OBJECTIVE: Starting at the beginning of the items and going on through the line with "5, 0, 994, 283", write out every line again, request text included, and shift each bounding-box coordinate in the answers up by 9.

-- start DATA SHOWN --

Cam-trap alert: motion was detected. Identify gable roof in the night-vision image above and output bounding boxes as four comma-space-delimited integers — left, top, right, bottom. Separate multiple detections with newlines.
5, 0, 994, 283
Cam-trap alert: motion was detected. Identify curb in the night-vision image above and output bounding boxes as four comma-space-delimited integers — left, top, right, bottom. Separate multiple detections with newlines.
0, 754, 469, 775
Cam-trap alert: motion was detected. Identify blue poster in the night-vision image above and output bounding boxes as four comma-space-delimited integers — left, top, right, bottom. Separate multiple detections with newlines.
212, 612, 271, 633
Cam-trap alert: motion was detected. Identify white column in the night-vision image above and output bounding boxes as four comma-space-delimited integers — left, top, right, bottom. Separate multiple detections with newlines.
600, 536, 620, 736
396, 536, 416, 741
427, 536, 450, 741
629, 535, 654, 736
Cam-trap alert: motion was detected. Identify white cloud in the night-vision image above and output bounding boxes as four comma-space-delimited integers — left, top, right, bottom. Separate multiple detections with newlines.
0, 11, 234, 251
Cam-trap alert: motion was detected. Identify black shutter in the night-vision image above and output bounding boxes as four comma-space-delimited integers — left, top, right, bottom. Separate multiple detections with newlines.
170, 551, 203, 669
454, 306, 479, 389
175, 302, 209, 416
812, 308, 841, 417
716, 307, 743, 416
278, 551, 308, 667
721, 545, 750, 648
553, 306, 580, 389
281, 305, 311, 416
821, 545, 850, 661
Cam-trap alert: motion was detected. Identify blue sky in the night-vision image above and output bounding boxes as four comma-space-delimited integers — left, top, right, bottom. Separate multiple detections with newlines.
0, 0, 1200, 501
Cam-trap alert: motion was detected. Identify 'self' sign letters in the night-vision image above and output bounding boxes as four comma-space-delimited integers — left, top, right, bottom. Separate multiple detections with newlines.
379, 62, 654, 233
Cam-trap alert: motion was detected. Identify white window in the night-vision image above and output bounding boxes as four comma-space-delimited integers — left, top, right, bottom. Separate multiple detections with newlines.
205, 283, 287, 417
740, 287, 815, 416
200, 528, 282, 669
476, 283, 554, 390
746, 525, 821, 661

-- end DATA SHOWN --

EXPECTED OUTPUT:
Cam-trap alert: motion was detected. Identify gable roof in the night-vision image above and output bounding boxes as four comma-space-delimited integers — left, top, right, bottom. Separate multiple detections with newlines.
14, 9, 1003, 292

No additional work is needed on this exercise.